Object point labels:
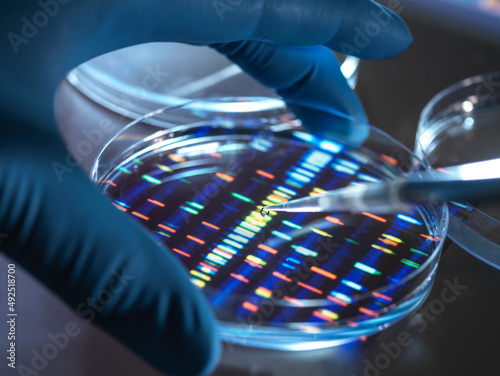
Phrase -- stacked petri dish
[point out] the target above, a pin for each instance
(198, 174)
(460, 125)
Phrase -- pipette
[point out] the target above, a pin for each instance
(479, 180)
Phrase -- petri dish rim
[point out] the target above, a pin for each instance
(97, 176)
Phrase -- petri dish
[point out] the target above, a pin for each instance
(136, 80)
(460, 125)
(197, 176)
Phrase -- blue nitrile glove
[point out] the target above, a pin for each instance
(63, 231)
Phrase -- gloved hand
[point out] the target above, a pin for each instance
(65, 232)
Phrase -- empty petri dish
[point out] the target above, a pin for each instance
(198, 176)
(460, 125)
(136, 80)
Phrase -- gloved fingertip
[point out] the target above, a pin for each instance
(372, 32)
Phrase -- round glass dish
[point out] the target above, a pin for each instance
(460, 125)
(136, 80)
(198, 175)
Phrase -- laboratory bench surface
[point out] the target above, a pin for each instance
(457, 334)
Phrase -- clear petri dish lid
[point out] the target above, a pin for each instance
(198, 183)
(460, 125)
(140, 79)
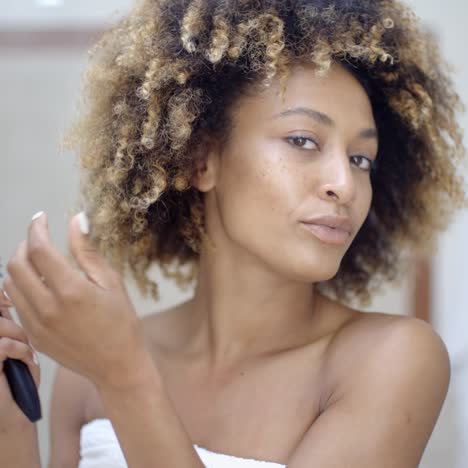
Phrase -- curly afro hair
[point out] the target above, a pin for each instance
(165, 76)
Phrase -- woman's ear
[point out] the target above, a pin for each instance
(207, 166)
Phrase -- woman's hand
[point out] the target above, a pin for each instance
(87, 322)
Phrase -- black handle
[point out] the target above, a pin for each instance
(22, 387)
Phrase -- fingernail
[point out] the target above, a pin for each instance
(39, 213)
(84, 222)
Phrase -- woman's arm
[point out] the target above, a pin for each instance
(387, 408)
(145, 421)
(19, 446)
(67, 415)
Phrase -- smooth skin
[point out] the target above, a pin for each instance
(258, 364)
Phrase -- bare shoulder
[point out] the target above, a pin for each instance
(390, 376)
(70, 393)
(372, 343)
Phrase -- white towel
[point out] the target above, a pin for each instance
(99, 448)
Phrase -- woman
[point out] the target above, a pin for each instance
(275, 153)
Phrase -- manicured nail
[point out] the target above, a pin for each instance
(84, 222)
(39, 213)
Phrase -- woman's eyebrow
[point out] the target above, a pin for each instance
(368, 133)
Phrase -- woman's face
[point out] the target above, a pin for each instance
(276, 171)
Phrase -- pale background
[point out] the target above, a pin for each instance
(38, 92)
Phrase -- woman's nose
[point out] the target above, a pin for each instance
(337, 178)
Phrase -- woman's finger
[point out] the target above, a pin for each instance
(9, 328)
(45, 259)
(26, 312)
(24, 286)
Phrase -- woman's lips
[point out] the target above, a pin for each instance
(327, 234)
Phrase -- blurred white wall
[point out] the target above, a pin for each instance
(38, 91)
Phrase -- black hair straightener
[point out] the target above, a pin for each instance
(22, 387)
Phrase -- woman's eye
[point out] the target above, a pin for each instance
(369, 164)
(302, 140)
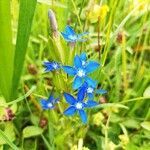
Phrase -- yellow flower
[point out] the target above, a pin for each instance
(98, 12)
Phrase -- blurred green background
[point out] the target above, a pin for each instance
(119, 39)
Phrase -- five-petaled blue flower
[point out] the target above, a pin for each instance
(80, 71)
(78, 105)
(50, 66)
(49, 104)
(70, 35)
(92, 89)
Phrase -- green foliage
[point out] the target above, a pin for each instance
(121, 121)
(6, 50)
(27, 8)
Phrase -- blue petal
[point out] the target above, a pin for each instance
(66, 37)
(77, 62)
(48, 66)
(83, 56)
(90, 95)
(101, 91)
(83, 116)
(69, 70)
(81, 94)
(77, 83)
(69, 30)
(69, 98)
(44, 104)
(92, 66)
(56, 100)
(91, 103)
(70, 111)
(91, 82)
(51, 98)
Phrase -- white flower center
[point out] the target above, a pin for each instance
(49, 105)
(79, 105)
(55, 66)
(72, 37)
(81, 73)
(90, 90)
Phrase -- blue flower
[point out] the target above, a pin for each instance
(81, 71)
(50, 103)
(50, 66)
(78, 105)
(92, 89)
(70, 35)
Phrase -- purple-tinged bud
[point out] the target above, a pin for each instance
(53, 22)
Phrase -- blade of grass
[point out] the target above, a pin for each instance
(12, 145)
(6, 50)
(26, 13)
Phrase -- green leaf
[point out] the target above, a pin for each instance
(147, 92)
(146, 125)
(6, 50)
(31, 131)
(131, 123)
(26, 13)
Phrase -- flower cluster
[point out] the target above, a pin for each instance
(80, 71)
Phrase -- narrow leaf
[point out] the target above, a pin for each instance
(26, 13)
(6, 50)
(31, 131)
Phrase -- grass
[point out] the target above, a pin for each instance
(122, 46)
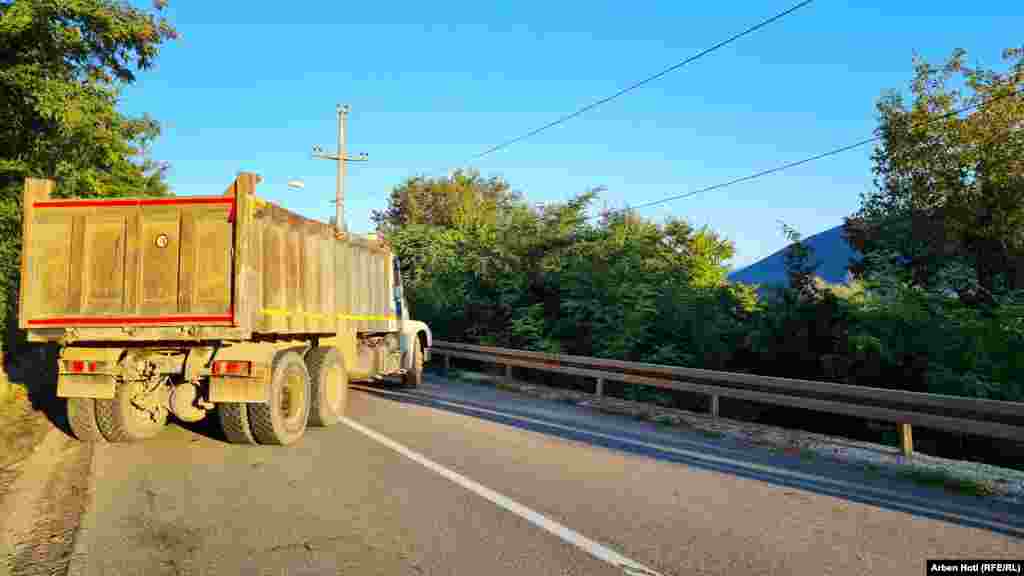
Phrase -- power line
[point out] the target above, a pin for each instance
(788, 165)
(642, 82)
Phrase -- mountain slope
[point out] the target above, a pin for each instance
(829, 249)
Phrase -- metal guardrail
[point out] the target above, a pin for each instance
(971, 415)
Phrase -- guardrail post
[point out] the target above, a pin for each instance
(906, 439)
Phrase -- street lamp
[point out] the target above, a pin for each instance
(341, 158)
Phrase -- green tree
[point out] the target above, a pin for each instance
(62, 66)
(947, 211)
(465, 198)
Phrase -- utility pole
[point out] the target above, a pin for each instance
(341, 158)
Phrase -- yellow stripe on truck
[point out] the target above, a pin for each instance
(281, 312)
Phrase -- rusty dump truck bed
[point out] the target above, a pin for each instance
(210, 268)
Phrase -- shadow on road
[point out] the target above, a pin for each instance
(724, 455)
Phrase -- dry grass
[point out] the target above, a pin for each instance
(22, 427)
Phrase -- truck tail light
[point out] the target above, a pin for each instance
(231, 368)
(84, 366)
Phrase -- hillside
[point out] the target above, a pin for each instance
(829, 249)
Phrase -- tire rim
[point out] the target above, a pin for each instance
(332, 378)
(293, 396)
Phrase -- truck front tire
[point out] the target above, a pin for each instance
(284, 418)
(82, 419)
(414, 378)
(121, 420)
(330, 385)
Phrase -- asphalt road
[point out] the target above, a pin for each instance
(455, 479)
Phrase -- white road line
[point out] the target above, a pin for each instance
(630, 567)
(902, 499)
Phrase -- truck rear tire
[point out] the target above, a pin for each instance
(120, 420)
(414, 378)
(284, 418)
(233, 418)
(82, 419)
(329, 381)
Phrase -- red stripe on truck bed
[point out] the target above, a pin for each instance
(135, 202)
(108, 320)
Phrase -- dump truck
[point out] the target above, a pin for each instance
(185, 305)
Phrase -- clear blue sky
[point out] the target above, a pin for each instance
(252, 87)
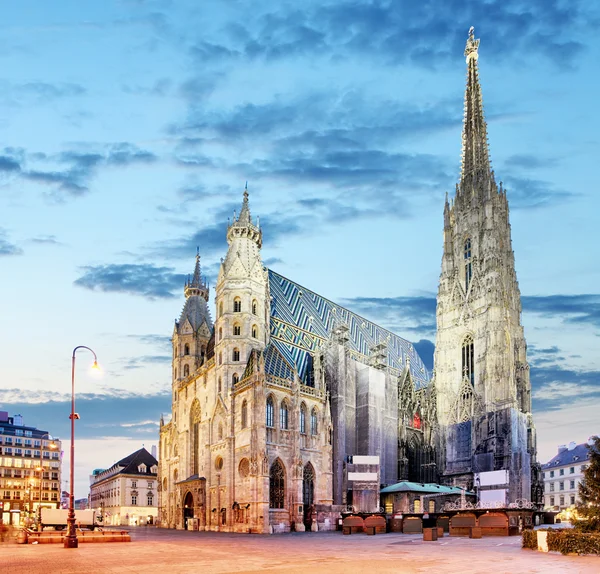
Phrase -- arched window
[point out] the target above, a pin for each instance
(468, 266)
(270, 413)
(303, 418)
(314, 425)
(308, 485)
(277, 485)
(283, 416)
(468, 360)
(244, 414)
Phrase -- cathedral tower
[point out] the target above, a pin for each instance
(241, 300)
(193, 330)
(481, 370)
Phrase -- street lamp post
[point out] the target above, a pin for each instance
(71, 537)
(41, 469)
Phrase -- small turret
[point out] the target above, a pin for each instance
(196, 286)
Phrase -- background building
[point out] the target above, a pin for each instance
(28, 456)
(562, 475)
(126, 493)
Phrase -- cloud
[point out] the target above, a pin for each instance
(38, 92)
(577, 309)
(81, 166)
(44, 91)
(529, 162)
(145, 280)
(45, 240)
(559, 390)
(7, 247)
(554, 386)
(396, 33)
(575, 421)
(9, 165)
(529, 193)
(145, 423)
(140, 362)
(161, 87)
(162, 341)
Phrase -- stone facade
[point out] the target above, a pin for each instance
(247, 448)
(126, 494)
(481, 370)
(271, 401)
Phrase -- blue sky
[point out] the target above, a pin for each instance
(128, 130)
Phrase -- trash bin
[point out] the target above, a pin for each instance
(430, 534)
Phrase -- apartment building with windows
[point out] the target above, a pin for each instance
(30, 470)
(562, 475)
(126, 494)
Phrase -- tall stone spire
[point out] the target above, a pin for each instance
(243, 225)
(476, 177)
(196, 286)
(482, 384)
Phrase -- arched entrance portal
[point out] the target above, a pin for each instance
(188, 508)
(308, 494)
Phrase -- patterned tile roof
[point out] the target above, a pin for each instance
(301, 321)
(276, 364)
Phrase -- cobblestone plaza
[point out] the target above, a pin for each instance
(179, 552)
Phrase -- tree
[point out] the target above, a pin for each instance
(589, 491)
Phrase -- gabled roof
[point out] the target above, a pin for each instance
(276, 364)
(301, 321)
(576, 455)
(131, 463)
(195, 310)
(406, 486)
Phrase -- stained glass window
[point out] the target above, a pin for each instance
(277, 485)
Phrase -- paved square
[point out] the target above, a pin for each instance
(181, 552)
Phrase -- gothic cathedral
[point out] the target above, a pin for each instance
(271, 401)
(481, 370)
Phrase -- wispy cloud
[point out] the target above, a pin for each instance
(395, 33)
(579, 309)
(7, 247)
(144, 280)
(69, 173)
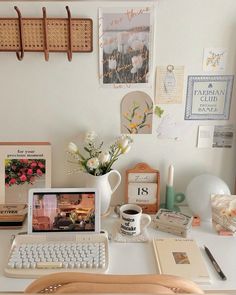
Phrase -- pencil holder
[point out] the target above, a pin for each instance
(172, 198)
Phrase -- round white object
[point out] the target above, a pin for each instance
(199, 191)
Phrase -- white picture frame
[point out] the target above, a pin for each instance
(209, 97)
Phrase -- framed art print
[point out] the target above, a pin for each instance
(209, 97)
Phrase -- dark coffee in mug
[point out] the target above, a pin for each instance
(131, 219)
(130, 211)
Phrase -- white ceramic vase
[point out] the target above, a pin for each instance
(102, 184)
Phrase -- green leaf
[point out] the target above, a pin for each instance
(158, 111)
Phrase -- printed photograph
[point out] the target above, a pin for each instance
(63, 212)
(22, 175)
(125, 45)
(181, 258)
(136, 113)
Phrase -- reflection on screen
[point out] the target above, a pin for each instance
(53, 212)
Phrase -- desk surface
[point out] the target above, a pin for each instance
(138, 258)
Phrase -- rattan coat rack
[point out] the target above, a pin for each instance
(46, 35)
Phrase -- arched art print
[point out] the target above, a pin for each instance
(125, 42)
(136, 113)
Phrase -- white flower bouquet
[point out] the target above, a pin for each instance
(98, 162)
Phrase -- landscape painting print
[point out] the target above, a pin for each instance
(125, 42)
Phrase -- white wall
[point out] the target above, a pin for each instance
(58, 101)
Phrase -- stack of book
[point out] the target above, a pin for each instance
(12, 215)
(224, 213)
(173, 222)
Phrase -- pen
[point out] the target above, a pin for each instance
(215, 264)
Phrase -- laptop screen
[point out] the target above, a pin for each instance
(63, 211)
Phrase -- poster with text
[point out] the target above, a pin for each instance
(209, 97)
(125, 46)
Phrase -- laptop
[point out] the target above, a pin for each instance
(63, 210)
(64, 234)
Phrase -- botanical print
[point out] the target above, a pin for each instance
(214, 59)
(125, 46)
(22, 175)
(136, 113)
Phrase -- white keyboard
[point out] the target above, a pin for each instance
(32, 256)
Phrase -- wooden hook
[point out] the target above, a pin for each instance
(20, 54)
(69, 51)
(45, 35)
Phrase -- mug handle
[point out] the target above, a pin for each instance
(118, 180)
(145, 220)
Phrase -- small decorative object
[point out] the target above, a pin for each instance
(46, 34)
(196, 221)
(131, 219)
(24, 165)
(143, 187)
(169, 81)
(173, 222)
(224, 211)
(171, 197)
(97, 164)
(12, 215)
(169, 84)
(214, 59)
(136, 113)
(199, 191)
(125, 43)
(209, 97)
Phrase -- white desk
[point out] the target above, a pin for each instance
(138, 258)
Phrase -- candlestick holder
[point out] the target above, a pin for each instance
(172, 198)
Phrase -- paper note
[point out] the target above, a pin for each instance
(205, 136)
(214, 59)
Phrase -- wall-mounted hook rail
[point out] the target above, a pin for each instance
(46, 35)
(20, 54)
(45, 29)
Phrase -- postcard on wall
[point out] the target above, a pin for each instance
(209, 97)
(169, 84)
(23, 165)
(219, 136)
(125, 46)
(214, 59)
(205, 136)
(223, 136)
(136, 113)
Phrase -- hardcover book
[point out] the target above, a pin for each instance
(173, 222)
(181, 257)
(23, 165)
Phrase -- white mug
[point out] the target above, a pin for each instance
(132, 218)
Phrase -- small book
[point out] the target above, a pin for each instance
(181, 257)
(23, 165)
(173, 222)
(12, 215)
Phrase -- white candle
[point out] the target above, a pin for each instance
(170, 176)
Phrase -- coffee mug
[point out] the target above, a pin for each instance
(132, 219)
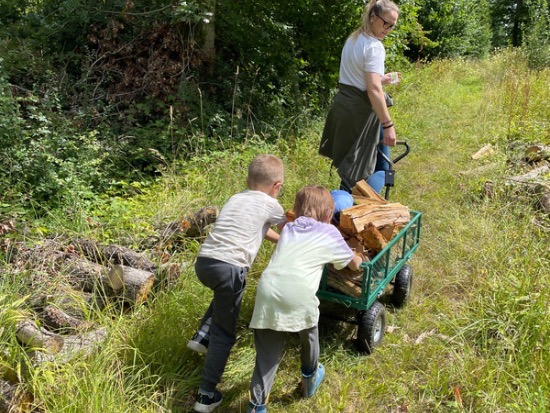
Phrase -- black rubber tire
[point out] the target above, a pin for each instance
(402, 286)
(372, 324)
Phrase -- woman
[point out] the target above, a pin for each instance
(352, 128)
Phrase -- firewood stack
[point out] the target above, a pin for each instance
(367, 227)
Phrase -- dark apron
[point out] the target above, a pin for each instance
(351, 135)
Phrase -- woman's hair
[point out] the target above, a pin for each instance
(265, 169)
(379, 7)
(314, 201)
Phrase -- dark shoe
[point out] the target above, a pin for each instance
(198, 344)
(206, 404)
(256, 408)
(311, 382)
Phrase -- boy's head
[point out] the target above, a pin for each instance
(266, 173)
(314, 201)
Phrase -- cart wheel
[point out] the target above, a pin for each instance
(372, 324)
(402, 286)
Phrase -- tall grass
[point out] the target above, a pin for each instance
(475, 335)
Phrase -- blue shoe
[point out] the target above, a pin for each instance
(206, 403)
(311, 382)
(256, 408)
(199, 344)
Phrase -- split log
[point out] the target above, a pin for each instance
(113, 254)
(537, 153)
(58, 321)
(389, 231)
(343, 281)
(33, 336)
(74, 345)
(192, 225)
(86, 275)
(169, 273)
(13, 399)
(373, 238)
(365, 193)
(135, 284)
(485, 151)
(355, 219)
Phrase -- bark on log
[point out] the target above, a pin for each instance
(534, 176)
(135, 284)
(537, 153)
(355, 219)
(169, 273)
(192, 225)
(74, 345)
(347, 283)
(13, 399)
(113, 254)
(86, 275)
(373, 239)
(58, 321)
(363, 191)
(33, 336)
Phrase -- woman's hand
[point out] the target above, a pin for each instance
(391, 78)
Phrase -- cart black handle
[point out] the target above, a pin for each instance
(407, 150)
(401, 156)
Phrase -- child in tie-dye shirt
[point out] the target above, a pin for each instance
(286, 298)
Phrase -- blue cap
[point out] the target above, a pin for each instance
(342, 200)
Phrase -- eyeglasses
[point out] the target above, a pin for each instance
(387, 25)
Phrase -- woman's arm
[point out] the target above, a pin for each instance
(355, 262)
(375, 93)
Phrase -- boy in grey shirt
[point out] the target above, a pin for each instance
(223, 262)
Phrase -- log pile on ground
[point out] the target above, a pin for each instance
(71, 280)
(367, 227)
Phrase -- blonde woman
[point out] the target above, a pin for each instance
(352, 129)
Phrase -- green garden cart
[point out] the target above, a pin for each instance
(389, 267)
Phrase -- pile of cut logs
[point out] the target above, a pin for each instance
(367, 227)
(70, 279)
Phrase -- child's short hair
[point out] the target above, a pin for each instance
(314, 201)
(265, 169)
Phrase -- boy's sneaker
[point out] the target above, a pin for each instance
(205, 403)
(311, 382)
(198, 344)
(256, 408)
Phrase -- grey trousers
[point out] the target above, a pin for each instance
(228, 283)
(270, 345)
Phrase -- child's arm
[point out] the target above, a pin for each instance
(272, 236)
(355, 262)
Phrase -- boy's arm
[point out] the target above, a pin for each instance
(272, 236)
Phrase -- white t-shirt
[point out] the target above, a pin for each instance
(240, 228)
(286, 294)
(366, 54)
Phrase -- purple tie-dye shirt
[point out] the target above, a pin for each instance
(286, 294)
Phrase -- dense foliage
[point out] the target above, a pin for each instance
(99, 92)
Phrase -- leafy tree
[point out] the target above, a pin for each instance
(456, 28)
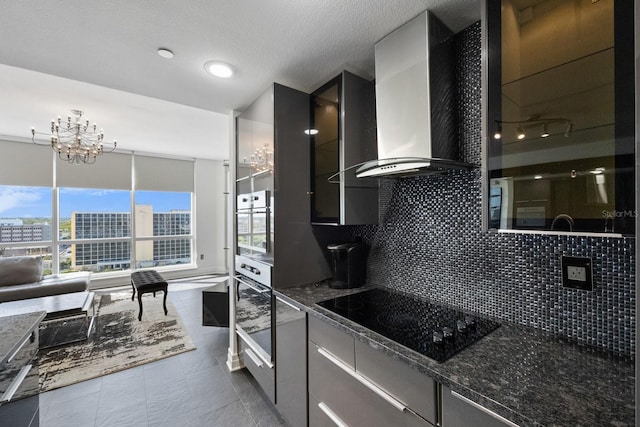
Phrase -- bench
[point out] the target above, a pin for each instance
(146, 281)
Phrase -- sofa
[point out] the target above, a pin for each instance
(21, 278)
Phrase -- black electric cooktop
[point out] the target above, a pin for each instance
(433, 330)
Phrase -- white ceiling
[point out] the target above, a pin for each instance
(100, 56)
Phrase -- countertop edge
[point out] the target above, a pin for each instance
(28, 322)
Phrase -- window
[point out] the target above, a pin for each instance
(96, 227)
(162, 216)
(25, 223)
(102, 216)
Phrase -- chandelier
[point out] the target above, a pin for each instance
(262, 159)
(74, 140)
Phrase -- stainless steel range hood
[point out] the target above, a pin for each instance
(415, 101)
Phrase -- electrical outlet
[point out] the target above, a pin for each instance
(577, 273)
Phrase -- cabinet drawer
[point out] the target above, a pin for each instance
(335, 341)
(458, 411)
(263, 374)
(321, 415)
(409, 386)
(348, 398)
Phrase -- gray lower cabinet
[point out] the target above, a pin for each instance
(291, 362)
(340, 394)
(261, 371)
(458, 411)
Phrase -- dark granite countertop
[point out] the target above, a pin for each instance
(527, 376)
(15, 329)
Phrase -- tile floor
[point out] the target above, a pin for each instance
(191, 389)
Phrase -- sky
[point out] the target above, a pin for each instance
(35, 202)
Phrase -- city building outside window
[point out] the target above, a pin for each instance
(26, 223)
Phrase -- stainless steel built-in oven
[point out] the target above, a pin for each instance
(254, 314)
(255, 225)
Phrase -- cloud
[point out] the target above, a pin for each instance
(13, 197)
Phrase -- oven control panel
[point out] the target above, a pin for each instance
(253, 269)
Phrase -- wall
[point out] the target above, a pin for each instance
(210, 201)
(430, 243)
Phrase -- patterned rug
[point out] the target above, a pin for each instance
(119, 341)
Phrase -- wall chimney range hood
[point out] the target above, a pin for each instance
(415, 101)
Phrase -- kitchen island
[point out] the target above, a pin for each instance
(527, 376)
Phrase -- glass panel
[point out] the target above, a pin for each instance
(326, 158)
(96, 257)
(160, 213)
(94, 213)
(25, 214)
(158, 253)
(557, 148)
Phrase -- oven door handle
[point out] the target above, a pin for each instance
(254, 287)
(287, 303)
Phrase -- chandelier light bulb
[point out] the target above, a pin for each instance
(545, 131)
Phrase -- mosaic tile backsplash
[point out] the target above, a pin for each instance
(430, 243)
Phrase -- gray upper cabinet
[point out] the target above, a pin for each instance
(343, 135)
(560, 115)
(273, 159)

What is expected: Starting with the line that contains "Phrase -- tile floor", repeat each line through the last one exactly as it appears. Include both ends and nothing more.

The result:
Phrase -- tile floor
[point out] the target above, a pin for each instance
(191, 389)
Phrase -- sky
[point out] the target above, a pin for each instance
(35, 202)
Phrase -- city building outside window
[point out] the target above, a pin for each instance
(26, 223)
Phrase -- stainless steel built-in oven
[point out] the target above, a pin for each instance
(254, 314)
(255, 225)
Phrase -- cloud
[point out] the target above, a pin for each instance
(13, 197)
Phrase -- oven control panel
[point out] the target above, a pin for each instance
(253, 269)
Phrase -- wall
[point out] the target above, a pin for each instance
(210, 201)
(430, 243)
Phrase -- patterned rug
[point out] the target above, a pin for each instance
(119, 341)
Phrase -- wall chimney range hood
[point out] the target above, a pin for each instance
(415, 101)
Phrase -- kitchen island
[point out] the target above, a pin for each instance
(527, 376)
Phrase -- glass panel
[point out] the target above, a pin for each instance
(326, 158)
(96, 257)
(160, 213)
(94, 213)
(25, 214)
(158, 253)
(557, 148)
Phrase -- oven door handle
[point out] the target above, a pin for each instance
(254, 287)
(287, 303)
Phrase -- chandelier light bulb
[point out] the target above, a pin for each instance
(545, 131)
Phrase -- mosaic tile backsplash
[point out] the target above, a pin for each instance
(430, 243)
Phrase -- gray upper cabinet
[point out] the target above, a pin for each instance
(343, 135)
(560, 115)
(273, 159)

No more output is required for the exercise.